◆ Exercise brief:
Retype the stretch of the article on Chinatown's family businesses from "Founded in the 1890s" through "and Pell streets.", keeping every word and punctuation mark unchanged.

The Ting family announced last month they were saying farewell to their generational gift store, which was opened in January 1958.

“Now it’s bare,” Eleanor Ting told ABC News of her mother’s once-abounding shop, adding, “I need to return the shop to the landlord, so it’s bare.”

From 2019 to 2021, economic decline compounded by the effects of the COVID-19 pandemic left Manhattan’s Chinatown with a 26% decrease in jobs, 12% more than the New York City average.

Neighborhood activists and entrepreneurs say the years since severe pandemic hardships haven’t eased the stress on the community.

“A lot of us have been here for generations and see our stories as more than just stores in the community,” Mei Lum, fifth-generation owner of Wing on Wo & Co. — the oldest continuously operating family-run business in Chinatown — told ABC News.

“We’re thinking about a storefront and its contributions to a community and a neighborhood beyond the confines of just pure economic exchange,” Lum said.

Founded in the 1870s and located in the Lower East Side, NYC’s Chinatown is home to the highest concentration of Chinese immigrants in the United States.

A cultural hub for Chinese cuisine, retail and immigrant history, the bustling streets of Chinatown have been a flagship of the city for decades.

But as entrepreneurs age, rent prices rise and younger generations take up different occupations, the fate of some of Chinatown’s most historic businesses are in jeopardy.

“A lot of these legacy business owners are close to or past their retirement age, and we don’t want to lose these legacy businesses,” Victoria Lee, co-founder of Welcome to Chinatown, a non-profit organization working to help community business owners, told ABC News.

“They’ve really shaped the cultural fabric of Manhattan’s Chinatown,” Lee said, adding, “They’ve done such a good job of achieving the American dream.”

Ting’s was just one of many small family businesses in Chinatown, where 94% of operations have less than 20 employees and face a unique set of problems in the neighborhood’s changing landscape — a broken line of succession.

“They’ve been able to send their children to school, to be lawyers, doctors, the industries that seem well respected,” Lee said of Chinatown entrepreneurs.

“So that makes succession planning particularly difficult because that means that the next generation may not have the desire, or it doesn’t make sense for them, to go on and take on the business,” Lee said.

Despite nearly shuttering eight years ago, Wing on Wo & Co. has managed to keep doors open, thanks to Lum, its fifth-generation owner.

“It was started by my great-great-grandfather and as a child I came here every day after school and I had Chinese lessons with my grandfather and had an after-school snack with my grandmother,” Lum said.

Founded in the 1890s and evolving from a general store to selling porcelain wares, Wing on Wo & Co.’s brick-and-mortar shop serves as an example of generational commitment and a meeting place for community activism.

Before Lum took on the business eight years ago, she said Wing on Wo & Co. was planning to sell the building.

“My family’s situation at that time allowed me to understand that letting go of the shop actually would contribute to a larger political context in Chinatown around gentrification, displacement and the acceleration of longtime businesses shuttering and long-time residents being displaced,” Lum said.

Coming together as a community, Lum, Lee and the Ting family say that despite the physical closure of Ting’s Gift Shop, the store’s legacy extends far past the corner of Doyers and Pell streets.

“I think we share that with Ting’s as well, with Eleanore. I’m really excited to see how people continue to stay in a relationship with the neighborhood and to think about how their legacy goes beyond space,” Lum said.

Since late 2023, Lee has helped Ting’s Gift Shop host three successful pop-ups and a farewell event for their physical location.

“It really shows that love and admiration that the community has to show up for a business that holds such a special place in people’s hearts,” Lee said.

Reflecting on Ting’s Gift Shop’s priceless impact on her family and NYC’s Chinatown, Eleanore said, “You know, 66 years, it’s not chump change,” adding, “I’ve been here from day one and I’ve enjoyed every second of it.”

◆ Information provided:
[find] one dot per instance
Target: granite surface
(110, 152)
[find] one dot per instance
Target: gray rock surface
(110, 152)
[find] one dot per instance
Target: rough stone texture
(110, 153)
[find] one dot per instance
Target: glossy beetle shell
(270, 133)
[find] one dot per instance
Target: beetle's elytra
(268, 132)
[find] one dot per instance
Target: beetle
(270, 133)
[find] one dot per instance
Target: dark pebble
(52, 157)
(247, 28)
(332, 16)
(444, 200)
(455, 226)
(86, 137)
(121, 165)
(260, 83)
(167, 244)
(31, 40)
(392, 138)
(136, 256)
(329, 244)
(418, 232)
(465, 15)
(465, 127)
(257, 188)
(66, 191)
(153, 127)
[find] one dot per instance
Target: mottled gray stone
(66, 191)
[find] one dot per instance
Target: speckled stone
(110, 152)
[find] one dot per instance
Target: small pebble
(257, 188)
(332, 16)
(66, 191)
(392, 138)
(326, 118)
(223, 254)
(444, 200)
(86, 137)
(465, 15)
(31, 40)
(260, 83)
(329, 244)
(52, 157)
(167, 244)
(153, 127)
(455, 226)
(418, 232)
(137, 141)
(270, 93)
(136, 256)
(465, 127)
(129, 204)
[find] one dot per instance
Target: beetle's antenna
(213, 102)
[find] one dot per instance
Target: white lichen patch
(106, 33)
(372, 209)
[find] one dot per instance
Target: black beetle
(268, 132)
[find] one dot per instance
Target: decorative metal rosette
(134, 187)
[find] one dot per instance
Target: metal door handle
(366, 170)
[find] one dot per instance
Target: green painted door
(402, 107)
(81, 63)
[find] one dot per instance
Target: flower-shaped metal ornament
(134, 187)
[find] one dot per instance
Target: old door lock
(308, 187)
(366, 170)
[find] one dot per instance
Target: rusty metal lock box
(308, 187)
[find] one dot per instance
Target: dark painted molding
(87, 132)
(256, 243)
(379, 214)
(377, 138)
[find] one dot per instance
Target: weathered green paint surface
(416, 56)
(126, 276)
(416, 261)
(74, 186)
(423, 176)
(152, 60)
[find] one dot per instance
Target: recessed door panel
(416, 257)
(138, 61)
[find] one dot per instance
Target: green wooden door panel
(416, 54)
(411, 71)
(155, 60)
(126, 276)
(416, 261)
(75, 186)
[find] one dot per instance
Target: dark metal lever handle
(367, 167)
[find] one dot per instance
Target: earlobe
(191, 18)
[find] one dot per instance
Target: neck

◆ Task answer:
Founded in the 1890s and evolving from a general store to selling porcelain wares, Wing on Wo & Co.’s brick-and-mortar shop serves as an example of generational commitment and a meeting place for community activism.

Before Lum took on the business eight years ago, she said Wing on Wo & Co. was planning to sell the building.

“My family’s situation at that time allowed me to understand that letting go of the shop actually would contribute to a larger political context in Chinatown around gentrification, displacement and the acceleration of longtime businesses shuttering and long-time residents being displaced,” Lum said.

Coming together as a community, Lum, Lee and the Ting family say that despite the physical closure of Ting’s Gift Shop, the store’s legacy extends far past the corner of Doyers and Pell streets.